* WHAT TO PRODUCE: What you return must be the full listing, word for word, with no images in it.

* PROVIDED INFORMATION:
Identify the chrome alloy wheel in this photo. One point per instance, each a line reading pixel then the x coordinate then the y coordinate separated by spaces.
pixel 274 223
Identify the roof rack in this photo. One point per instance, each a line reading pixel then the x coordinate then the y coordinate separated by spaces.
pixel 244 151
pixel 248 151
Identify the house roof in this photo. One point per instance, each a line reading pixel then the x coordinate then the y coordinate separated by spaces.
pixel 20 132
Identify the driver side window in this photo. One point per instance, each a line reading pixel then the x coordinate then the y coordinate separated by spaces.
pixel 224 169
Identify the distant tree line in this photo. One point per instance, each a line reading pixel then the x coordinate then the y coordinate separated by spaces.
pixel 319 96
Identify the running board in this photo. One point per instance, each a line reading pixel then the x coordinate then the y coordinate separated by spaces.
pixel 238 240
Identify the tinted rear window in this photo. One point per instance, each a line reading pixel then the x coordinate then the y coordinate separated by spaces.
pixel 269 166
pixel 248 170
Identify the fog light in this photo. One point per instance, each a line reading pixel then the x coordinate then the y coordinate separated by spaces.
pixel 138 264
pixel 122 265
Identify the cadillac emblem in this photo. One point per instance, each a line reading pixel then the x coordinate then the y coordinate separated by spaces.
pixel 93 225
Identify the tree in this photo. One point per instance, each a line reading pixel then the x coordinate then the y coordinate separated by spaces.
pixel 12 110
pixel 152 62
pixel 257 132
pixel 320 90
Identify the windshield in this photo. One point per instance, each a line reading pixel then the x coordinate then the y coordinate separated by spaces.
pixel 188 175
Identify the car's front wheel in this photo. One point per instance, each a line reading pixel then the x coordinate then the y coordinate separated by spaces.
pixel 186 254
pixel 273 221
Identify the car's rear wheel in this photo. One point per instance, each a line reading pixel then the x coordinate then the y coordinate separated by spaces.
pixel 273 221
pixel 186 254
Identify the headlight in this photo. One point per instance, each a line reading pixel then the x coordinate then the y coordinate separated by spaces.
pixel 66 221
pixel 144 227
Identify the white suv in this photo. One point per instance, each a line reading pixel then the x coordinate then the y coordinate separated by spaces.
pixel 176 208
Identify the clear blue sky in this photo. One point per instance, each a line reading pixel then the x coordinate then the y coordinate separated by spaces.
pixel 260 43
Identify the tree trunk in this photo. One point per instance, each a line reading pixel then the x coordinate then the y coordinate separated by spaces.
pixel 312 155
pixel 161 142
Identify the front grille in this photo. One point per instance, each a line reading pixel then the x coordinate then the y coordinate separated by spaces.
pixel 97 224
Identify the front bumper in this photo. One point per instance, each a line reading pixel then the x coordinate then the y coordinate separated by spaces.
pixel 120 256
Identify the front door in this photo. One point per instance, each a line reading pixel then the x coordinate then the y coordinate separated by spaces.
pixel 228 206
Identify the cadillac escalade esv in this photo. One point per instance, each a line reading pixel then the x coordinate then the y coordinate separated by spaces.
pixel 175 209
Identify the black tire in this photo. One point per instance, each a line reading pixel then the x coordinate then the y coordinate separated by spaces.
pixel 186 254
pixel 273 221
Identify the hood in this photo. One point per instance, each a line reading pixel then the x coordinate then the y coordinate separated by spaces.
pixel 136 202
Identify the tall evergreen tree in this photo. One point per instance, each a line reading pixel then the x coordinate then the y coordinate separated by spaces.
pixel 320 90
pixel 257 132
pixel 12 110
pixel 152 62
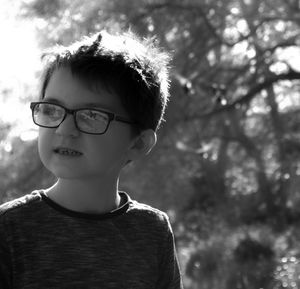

* TASK RESPONSE:
Identify the chrome alloy wheel in this photo. One point per instance, each a line reading pixel then the x coordinate then the y coordinate separated by spaces.
pixel 274 223
Identify the roof rack in this photo. One point per instance, each a line reading pixel then the x coordinate then the y coordinate separated by spaces.
pixel 244 151
pixel 248 151
Identify the house roof in this photo. One point per instance, each a line reading pixel then the x coordinate then the y coordinate separated by spaces.
pixel 20 132
Identify the driver side window in this photo. One point per instance, each a line reading pixel then the x coordinate then the y coordinate separated by spaces.
pixel 224 169
Identify the distant tree line in this photo. One point per instance, each a line reading pixel then the x coordinate then the y coordinate separated by spaces.
pixel 319 96
Identify the running board in this photo. One point per instance, each a line reading pixel then the x coordinate then the y coordinate separated by spaces.
pixel 238 240
Identify the tinted rear window in this photo. One point per instance, each a line reading pixel then the x coordinate then the y coordinate separated by spaces.
pixel 269 166
pixel 248 170
Identify the fog light in this photo. One point per instance, each a line reading pixel then the x coordinate then the y coordinate separated by spaces.
pixel 138 264
pixel 122 265
Identify the cadillac emblem in this photo. One point per instance, each a line reading pixel then the x coordinate then the y coordinate separated by spaces.
pixel 93 225
Identify the tree in this photo. One point per instance, each a line reading pixel then the x coordinate then the y coordinate separated by spaces.
pixel 12 110
pixel 152 62
pixel 257 132
pixel 320 90
Identify the windshield in this photo. One point per instance, each a line reading pixel then the x coordinate then the y coordinate separated by spaces.
pixel 188 175
Identify the car's front wheel in this photo. One point per instance, each a line reading pixel then the x coordinate then the y coordinate separated by spaces.
pixel 186 254
pixel 273 221
Identify the car's rear wheel in this photo. One point per instance, each a line reading pixel then the x coordinate then the y coordinate separated by spaces.
pixel 273 221
pixel 186 254
Identify the headlight in this photo. One point per instance, each a line reading pixel then the x coordinate then the y coordinate separated by spaces.
pixel 66 221
pixel 144 227
Identify the white suv in this photo. One point per instance, each a line reading pixel then the x coordinate then the y coordinate separated by spaces.
pixel 176 208
Identify the clear blue sky in this photo. One point per instance, each a line reading pixel then the x coordinate then the y coordinate separated by spaces.
pixel 260 43
Identify the tree trunk in this photo. One point per instance, each a line reading pixel then the x coordinate then the y coordinate separated by spaces.
pixel 312 155
pixel 161 142
Identify the front grille in this photo. One point per instance, each a line reading pixel then the x coordinate then the y coordinate separated by spaces.
pixel 97 224
Identify the front bumper in this photo. One point per instance, each a line reading pixel then the x coordinate then the y coordinate separated by spaces.
pixel 120 256
Identify the front door in this photo. One point per instance, each a line reading pixel then the x coordinate then the y coordinate separated by spaces.
pixel 228 206
Identify the cadillac escalade esv in this photo. One point per instance, each a line reading pixel then the x coordinate then the y coordinate separated by spaces.
pixel 175 209
Identify the black tire in this photo. One point per instance, each a line reading pixel then the x coordinate then the y coordinate separated by spaces.
pixel 186 254
pixel 273 221
Identify the hood in this photo. One point per instance, each a line reading pixel then the x coordinate then the y coordinate separated by spaces.
pixel 136 202
Identify the tall evergreen tree in this photo. One point per instance, each a line reading pixel then the x coordinate then the y coordinate separated by spaces.
pixel 320 90
pixel 257 132
pixel 12 110
pixel 152 62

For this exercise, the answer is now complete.